What you need to do: Reproduce the article on the Danish National Biobank in full, word for word.

New biobank will make research easier
The Danish National Biobank opens today. The bank has millions of frozen biological samples – which will be a goldmine for Danish researchers, says the man behind the project.
Acting as a database containing tissue samples from all Danes and information about their family relationships, disease history and treatment, the Danish National Biobank supplements Denmark’s national registers of medicine use, disease diagnoses and family relations.
The biobank will enable researchers to combine all this information in Denmark’s registers while studying diseases or genetic faults in a larger context.
“The idea was to provide easy access to the many biological samples we have today and will get in the future,” says Professor Mads Melbye, the director of the Division of Epidemiology at the State Serum Institute (SSI); who initiated the project.
“In this way we can put our comprehensive research resources at the disposal of all the country’s researchers,” he adds.
Covers the whole of Denmark
“As the newest of these registers, the Danish National Biobank gives us the opportunity of including the biological dimension in health-related research to a far greater extent,” he says. “The biobank is unique because in time it will contain samples from a very large part of the population – researchers will be able to follow a whole country and its diseases in the registers.”
Denmark stands alone internationally with registers that include everyone living in the country, and they can be followed from cradle to grave – the only country with the whole of its population in a single cohort.
“We expect that the biobank will be a goldmine for Danish research and will be the foundation for many important discoveries in the future,” says Melbye.
More knowledge about diseases
As well as samples, the new biobank has a register with links to information in the many other health-related registers in Denmark.
The biobank is unique because in time it will contain samples from a very large part of the population – researchers will be able to follow a whole country and its diseases in the registers.
Mads Melbye
This gives the biobank an enormous research advantage when researchers are looking for causal relations between diseases and treatments.

Dataset content:
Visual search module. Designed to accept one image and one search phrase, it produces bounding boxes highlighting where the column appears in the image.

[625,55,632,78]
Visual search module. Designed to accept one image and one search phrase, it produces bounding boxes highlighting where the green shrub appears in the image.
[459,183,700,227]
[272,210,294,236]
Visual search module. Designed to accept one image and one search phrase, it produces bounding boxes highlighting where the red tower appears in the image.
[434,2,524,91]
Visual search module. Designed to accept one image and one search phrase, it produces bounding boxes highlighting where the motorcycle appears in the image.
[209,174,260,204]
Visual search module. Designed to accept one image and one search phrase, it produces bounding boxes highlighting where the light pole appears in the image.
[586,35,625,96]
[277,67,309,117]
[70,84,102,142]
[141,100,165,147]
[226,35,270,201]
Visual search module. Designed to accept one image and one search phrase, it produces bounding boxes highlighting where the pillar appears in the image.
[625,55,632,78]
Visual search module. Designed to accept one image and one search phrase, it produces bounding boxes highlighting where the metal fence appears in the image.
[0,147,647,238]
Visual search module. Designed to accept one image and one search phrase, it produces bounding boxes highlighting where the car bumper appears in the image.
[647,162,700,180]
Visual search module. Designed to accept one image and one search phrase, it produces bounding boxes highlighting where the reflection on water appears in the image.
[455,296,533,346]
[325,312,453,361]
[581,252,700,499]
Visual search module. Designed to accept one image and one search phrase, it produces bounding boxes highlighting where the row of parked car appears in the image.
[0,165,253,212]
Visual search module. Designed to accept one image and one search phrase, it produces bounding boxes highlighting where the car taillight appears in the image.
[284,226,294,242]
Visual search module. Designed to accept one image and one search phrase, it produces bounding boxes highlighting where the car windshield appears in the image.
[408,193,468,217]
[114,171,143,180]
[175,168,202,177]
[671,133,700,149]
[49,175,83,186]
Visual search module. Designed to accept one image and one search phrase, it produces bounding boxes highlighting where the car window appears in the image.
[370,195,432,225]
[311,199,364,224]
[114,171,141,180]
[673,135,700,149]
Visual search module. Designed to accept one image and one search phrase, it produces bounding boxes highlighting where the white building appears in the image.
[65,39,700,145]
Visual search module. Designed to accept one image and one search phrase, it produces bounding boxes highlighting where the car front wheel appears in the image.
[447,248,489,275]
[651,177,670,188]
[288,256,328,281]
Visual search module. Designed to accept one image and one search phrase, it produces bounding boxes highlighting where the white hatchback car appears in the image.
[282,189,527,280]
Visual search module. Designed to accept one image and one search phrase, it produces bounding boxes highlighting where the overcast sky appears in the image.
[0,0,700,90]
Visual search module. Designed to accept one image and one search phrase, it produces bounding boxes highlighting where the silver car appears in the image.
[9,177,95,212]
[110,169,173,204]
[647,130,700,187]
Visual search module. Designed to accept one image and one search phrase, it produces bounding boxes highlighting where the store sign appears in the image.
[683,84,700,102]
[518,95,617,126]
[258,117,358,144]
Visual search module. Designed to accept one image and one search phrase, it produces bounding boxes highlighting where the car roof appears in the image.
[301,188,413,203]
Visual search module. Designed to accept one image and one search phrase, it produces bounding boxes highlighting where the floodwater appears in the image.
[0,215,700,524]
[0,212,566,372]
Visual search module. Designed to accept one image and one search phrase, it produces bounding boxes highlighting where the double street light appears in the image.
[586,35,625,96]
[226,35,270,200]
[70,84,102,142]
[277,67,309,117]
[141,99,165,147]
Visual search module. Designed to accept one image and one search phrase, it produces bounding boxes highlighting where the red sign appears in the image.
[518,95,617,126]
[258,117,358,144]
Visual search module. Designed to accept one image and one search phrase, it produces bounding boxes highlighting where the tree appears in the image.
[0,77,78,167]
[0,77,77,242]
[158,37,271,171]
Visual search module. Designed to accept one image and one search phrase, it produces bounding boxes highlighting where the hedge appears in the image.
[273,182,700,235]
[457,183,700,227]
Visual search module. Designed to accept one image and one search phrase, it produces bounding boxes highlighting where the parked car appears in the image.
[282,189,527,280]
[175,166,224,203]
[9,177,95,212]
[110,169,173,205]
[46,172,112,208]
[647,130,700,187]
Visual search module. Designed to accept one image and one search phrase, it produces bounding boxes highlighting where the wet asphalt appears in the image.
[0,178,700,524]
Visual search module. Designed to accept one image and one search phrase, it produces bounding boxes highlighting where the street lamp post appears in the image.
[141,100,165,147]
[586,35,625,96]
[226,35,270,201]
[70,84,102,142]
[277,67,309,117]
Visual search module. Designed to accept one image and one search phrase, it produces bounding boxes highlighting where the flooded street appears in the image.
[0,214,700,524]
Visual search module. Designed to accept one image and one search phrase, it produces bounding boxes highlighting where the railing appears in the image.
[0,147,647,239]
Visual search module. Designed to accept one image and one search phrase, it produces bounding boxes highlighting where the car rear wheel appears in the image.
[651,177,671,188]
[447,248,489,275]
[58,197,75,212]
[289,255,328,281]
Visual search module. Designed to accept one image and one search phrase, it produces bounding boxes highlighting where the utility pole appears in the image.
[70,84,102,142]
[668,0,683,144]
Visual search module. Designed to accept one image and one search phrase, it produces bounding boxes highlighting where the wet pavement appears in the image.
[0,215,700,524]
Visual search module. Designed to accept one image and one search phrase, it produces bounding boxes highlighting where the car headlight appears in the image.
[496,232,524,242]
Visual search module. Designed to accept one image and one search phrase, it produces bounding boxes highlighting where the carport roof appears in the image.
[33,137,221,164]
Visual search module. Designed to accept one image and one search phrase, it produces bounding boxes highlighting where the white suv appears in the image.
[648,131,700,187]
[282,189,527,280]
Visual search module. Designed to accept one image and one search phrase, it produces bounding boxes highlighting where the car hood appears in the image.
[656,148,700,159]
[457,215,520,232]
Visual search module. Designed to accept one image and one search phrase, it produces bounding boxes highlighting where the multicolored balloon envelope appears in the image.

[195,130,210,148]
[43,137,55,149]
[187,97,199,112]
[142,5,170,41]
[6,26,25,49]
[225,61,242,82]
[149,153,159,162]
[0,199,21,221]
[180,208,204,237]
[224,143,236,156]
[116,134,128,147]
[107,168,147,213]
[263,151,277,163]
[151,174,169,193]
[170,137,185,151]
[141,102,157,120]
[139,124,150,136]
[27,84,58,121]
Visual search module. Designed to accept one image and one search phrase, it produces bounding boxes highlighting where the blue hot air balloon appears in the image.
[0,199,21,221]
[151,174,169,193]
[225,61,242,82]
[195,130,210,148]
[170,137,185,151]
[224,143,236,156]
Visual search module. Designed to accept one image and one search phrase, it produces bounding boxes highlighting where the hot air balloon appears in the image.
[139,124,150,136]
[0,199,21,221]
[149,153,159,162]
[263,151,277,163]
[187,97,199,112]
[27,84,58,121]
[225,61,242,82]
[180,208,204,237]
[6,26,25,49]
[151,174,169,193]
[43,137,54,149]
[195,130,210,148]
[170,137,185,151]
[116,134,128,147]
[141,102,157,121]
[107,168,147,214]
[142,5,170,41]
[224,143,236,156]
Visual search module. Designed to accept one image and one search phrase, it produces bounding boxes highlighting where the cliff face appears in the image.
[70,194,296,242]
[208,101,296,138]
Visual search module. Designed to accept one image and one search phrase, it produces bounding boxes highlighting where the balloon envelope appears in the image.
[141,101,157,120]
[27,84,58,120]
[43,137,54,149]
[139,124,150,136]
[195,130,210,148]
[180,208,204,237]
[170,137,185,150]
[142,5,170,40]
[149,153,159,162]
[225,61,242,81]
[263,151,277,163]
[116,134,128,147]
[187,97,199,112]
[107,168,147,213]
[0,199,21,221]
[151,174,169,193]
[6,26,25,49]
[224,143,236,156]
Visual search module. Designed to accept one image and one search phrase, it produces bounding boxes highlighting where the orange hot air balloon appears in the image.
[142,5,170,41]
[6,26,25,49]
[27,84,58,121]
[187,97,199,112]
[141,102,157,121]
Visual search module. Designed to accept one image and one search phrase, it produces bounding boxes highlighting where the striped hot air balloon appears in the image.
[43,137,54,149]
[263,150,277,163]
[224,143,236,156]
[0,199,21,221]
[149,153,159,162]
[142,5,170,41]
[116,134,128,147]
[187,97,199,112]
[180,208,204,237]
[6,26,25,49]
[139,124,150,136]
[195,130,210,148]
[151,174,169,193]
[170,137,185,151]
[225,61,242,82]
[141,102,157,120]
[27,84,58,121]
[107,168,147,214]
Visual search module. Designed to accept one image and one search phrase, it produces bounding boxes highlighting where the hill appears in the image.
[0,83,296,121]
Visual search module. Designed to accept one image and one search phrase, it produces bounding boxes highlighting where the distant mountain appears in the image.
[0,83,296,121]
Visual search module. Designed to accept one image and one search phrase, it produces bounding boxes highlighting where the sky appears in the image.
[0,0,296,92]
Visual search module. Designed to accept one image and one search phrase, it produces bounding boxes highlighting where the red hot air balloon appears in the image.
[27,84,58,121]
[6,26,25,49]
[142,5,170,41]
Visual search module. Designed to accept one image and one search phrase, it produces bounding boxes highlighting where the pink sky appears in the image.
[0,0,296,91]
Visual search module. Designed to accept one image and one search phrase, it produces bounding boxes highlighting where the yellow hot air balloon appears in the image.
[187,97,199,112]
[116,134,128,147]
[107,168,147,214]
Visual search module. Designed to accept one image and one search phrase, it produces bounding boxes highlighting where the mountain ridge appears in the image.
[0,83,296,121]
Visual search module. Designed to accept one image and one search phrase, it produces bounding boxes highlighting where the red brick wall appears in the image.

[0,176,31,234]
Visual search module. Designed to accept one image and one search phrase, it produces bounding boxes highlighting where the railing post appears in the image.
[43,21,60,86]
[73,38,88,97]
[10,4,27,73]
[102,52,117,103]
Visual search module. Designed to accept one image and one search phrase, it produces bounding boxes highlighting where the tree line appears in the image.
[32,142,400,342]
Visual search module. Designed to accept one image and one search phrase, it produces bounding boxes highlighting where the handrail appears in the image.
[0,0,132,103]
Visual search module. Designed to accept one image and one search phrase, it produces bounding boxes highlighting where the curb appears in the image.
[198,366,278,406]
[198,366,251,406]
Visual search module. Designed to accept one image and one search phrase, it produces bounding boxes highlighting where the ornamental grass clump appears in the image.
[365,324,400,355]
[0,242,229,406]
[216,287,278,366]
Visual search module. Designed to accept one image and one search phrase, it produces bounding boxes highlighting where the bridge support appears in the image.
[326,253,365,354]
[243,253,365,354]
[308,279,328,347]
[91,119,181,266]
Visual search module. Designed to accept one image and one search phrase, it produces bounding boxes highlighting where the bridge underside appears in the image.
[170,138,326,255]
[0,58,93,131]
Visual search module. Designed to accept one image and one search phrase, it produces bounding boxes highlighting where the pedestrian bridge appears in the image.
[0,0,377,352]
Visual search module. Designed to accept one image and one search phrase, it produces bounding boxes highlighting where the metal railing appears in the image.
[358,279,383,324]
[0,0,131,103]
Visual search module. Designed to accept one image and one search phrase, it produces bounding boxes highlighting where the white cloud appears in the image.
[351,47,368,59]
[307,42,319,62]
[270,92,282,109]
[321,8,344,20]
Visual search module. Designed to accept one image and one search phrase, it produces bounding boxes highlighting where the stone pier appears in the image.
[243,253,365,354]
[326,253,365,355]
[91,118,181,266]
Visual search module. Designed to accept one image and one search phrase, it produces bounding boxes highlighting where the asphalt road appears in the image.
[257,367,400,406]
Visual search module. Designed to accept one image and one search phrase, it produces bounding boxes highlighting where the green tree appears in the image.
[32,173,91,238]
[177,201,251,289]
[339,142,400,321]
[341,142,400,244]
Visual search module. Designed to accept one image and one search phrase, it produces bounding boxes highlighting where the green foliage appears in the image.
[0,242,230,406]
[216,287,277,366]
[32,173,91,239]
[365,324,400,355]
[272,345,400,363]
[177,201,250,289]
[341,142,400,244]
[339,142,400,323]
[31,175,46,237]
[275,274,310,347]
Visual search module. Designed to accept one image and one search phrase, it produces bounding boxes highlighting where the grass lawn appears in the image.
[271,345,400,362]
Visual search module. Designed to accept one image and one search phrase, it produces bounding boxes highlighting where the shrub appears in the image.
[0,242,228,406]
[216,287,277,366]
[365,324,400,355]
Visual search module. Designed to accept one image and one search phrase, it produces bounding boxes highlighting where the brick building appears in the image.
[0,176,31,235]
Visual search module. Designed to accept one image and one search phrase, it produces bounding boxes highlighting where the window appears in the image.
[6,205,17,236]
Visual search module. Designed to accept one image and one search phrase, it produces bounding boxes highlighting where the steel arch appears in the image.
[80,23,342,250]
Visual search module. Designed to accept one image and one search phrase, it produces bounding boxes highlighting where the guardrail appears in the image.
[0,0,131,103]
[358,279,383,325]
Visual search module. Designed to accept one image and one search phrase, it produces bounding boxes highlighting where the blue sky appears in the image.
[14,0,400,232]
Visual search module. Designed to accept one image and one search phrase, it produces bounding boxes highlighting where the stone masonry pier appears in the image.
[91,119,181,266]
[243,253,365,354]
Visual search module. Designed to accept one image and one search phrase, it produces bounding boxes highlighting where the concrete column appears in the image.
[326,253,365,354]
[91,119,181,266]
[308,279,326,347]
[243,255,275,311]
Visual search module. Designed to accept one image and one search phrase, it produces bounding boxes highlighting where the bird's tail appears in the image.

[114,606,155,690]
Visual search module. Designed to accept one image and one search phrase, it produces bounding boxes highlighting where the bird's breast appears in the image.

Solution to this problem:
New biobank will make research easier
The Danish National Biobank opens today. The bank has millions of frozen biological samples – which will be a goldmine for Danish researchers, says the man behind the project.
Acting as a database containing tissue samples from all Danes and information about their family relationships, disease history and treatment, the Danish National Biobank supplements Denmark’s national registers of medicine use, disease diagnoses and family relations.
The biobank will enable researchers to combine all this information in Denmark’s registers while studying diseases or genetic faults in a larger context.
“The idea was to provide easy access to the many biological samples we have today and will get in the future,” says Professor Mads Melbye, the director of the Division of Epidemiology at the State Serum Institute (SSI); who initiated the project.
“In this way we can put our comprehensive research resources at the disposal of all the country’s researchers,” he adds.
Covers the whole of Denmark
“As the newest of these registers, the Danish National Biobank gives us the opportunity of including the biological dimension in health-related research to a far greater extent,” he says. “The biobank is unique because in time it will contain samples from a very large part of the population – researchers will be able to follow a whole country and its diseases in the registers.”
Denmark stands alone internationally with registers that include everyone living in the country, and they can be followed from cradle to grave – the only country with the whole of its population in a single cohort.
“We expect that the biobank will be a goldmine for Danish research and will be the foundation for many important discoveries in the future,” says Melbye.
More knowledge about diseases
As well as samples, the new biobank has a register with links to information in the many other health-related registers in Denmark.
The biobank is unique because in time it will contain samples from a very large part of the population – researchers will be able to follow a whole country and its diseases in the registers.
Mads Melbye
This gives the biobank an enormous research advantage when researchers are looking for causal relations between diseases and treatments.